Exact copies of all entries are expected.

◇ ◇ ◇ ◇ ◇ ◇ ◇

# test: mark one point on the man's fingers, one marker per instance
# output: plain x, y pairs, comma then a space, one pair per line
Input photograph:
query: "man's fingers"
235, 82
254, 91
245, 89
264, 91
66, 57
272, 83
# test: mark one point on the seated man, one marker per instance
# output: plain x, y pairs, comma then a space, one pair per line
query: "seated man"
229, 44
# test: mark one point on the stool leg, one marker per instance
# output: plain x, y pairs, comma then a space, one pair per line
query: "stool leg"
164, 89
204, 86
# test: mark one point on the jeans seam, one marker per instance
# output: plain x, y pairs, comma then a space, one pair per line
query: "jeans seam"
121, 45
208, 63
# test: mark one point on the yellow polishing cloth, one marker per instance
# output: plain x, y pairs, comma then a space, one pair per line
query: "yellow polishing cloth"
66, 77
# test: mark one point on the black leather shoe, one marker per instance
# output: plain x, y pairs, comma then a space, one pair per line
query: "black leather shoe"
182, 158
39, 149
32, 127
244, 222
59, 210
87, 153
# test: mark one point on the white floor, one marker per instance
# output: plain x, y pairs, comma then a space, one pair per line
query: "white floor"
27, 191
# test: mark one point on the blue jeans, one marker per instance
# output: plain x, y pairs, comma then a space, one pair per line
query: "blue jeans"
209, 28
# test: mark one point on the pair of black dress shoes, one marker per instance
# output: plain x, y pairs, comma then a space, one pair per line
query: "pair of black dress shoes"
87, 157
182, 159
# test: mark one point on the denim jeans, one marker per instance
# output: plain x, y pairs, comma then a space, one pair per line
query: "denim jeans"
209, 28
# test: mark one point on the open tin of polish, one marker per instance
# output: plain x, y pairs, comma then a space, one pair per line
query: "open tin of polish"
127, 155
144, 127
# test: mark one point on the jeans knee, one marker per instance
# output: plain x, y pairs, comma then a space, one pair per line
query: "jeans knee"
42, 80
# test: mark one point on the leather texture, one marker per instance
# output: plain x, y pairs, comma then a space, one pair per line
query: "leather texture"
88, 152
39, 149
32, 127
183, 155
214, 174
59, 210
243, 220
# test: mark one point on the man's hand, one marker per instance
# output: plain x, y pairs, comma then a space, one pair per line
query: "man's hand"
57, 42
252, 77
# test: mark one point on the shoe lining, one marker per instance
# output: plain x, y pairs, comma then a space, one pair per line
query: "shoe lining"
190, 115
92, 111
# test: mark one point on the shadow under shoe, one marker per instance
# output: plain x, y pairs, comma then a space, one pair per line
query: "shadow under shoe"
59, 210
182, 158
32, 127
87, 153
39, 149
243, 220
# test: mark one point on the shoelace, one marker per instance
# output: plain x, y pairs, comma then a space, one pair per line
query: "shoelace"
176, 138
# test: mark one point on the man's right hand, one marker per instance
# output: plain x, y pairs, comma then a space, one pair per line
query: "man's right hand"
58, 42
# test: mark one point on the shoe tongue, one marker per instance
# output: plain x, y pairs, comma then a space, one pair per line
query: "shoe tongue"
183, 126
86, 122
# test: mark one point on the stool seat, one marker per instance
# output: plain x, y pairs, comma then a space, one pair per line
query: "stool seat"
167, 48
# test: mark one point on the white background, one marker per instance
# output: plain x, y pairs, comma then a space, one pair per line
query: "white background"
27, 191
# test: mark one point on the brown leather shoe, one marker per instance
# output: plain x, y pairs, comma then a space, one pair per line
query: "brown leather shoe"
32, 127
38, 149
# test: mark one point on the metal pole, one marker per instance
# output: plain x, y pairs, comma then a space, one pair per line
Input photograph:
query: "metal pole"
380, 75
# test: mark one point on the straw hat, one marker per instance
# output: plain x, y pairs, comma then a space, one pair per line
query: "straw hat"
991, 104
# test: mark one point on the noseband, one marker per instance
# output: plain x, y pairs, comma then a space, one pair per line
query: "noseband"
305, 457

◇ ◇ ◇ ◇ ◇ ◇ ◇

— Answer area —
# test: mark one point on the man's fingers, one marker per instance
# output: plain x, y pairs, comma then a space, one pair per line
Input photograph:
query: "man's fingers"
235, 82
254, 91
245, 89
264, 91
66, 57
272, 83
# test: mark one point on the seated man, one marker per instance
# output: plain x, y pairs, comma then a space, one pair per line
query: "seated man"
229, 44
# test: mark one point on the stool leg, one marker per instance
# output: plain x, y pairs, comma then a space, one pair per line
query: "stool leg"
164, 89
204, 86
# test: mark one point on the jeans seam, one marker per instance
# output: plain x, y pairs, comma then a space, one pair per line
query: "jeans seam"
121, 45
208, 63
# test: mark one point on the yellow polishing cloth, one marker per instance
# output: plain x, y pairs, comma then a space, one pair per line
query: "yellow polishing cloth"
66, 77
# test: mark one point on the black leather shoe, one marker per instance
# output: plain x, y pairs, comma then a space, one pair per line
query: "black leather shoe"
182, 158
39, 149
32, 127
244, 222
59, 210
87, 153
# test: mark one point on the white floor, one marker per instance
# output: plain x, y pairs, comma then a space, one pair per line
query: "white floor"
27, 191
# test: mark one point on the blue jeans, one marker per instance
# output: plain x, y pairs, comma then a space, one pair per line
query: "blue jeans"
209, 28
# test: mark one point on the pair of black dress shoes, one marker per instance
# output: plain x, y pairs, comma then a space, one pair per line
query: "pair of black dress shoes"
87, 157
182, 159
# test: mark one point on the denim jeans, one marker per instance
# output: plain x, y pairs, comma then a space, one pair per line
query: "denim jeans"
209, 28
# test: mark one point on the open tin of polish, one marker per instance
# output: plain x, y pairs, comma then a space, one pair per line
query: "open tin of polish"
127, 155
144, 127
# test: mark one point on the jeans knee, one marker per instance
# output: plain x, y pairs, comma then a space, one pair per line
query: "jeans knee"
42, 80
# test: mark one point on the leather texture, one marker per instance
# output: plain x, y pairs, comma then a space, one pair per line
query: "leather texture"
88, 152
39, 149
32, 127
183, 155
214, 174
59, 210
243, 220
# test: mark one point on the man's hand, one marker per instance
# output: plain x, y pairs, comma then a space, one pair per line
query: "man's hand"
57, 42
252, 77
# test: mark one point on the shoe lining, one marker per instance
# output: plain x, y pairs, comma then a space, one pair per line
query: "shoe lining"
190, 115
92, 111
# test: mark one point on the shadow under shoe, one marker per instance
# output: plain x, y pairs, comma then a space, one pair per line
query: "shadow under shoe"
59, 210
182, 158
32, 127
87, 153
39, 149
243, 220
# test: mark one point on the shoelace, one marker per instance
# output: plain x, y pairs, comma then a space, one pair per line
query: "shoelace"
176, 138
# test: mark one point on the man's right hand, one marker per instance
# output: plain x, y pairs, comma then a space, one pair per line
query: "man's right hand"
58, 42
# test: mark one point on the shoe tongue, one marker per instance
# output: plain x, y pairs, comma then a space, one pair per line
query: "shoe tongue"
183, 126
86, 122
# test: mark one point on the stool seat, one marker per instance
# output: plain x, y pairs, comma then a space, one pair per line
query: "stool seat"
167, 48
# test: mark one point on the white background, one marker per instance
# output: plain x, y pairs, comma then a space, one pair per line
query: "white background"
27, 191
# test: mark one point on the brown leather shoe, one marker per instance
# output: plain x, y pairs, comma then a space, one pair per line
query: "brown leather shoe"
32, 127
38, 149
# test: mark one point on the metal pole, one marker per instance
# output: plain x, y pairs, comma then a space, one pair per line
Input photograph:
query: "metal pole"
380, 75
# test: mark one point on the straw hat, one marker per instance
# output: plain x, y pairs, comma then a space, one pair per line
query: "straw hat"
991, 104
# test: mark one point on the noseband, one marker per instance
# output: plain x, y pairs, comma then a space, one pair per line
query: "noseband"
305, 457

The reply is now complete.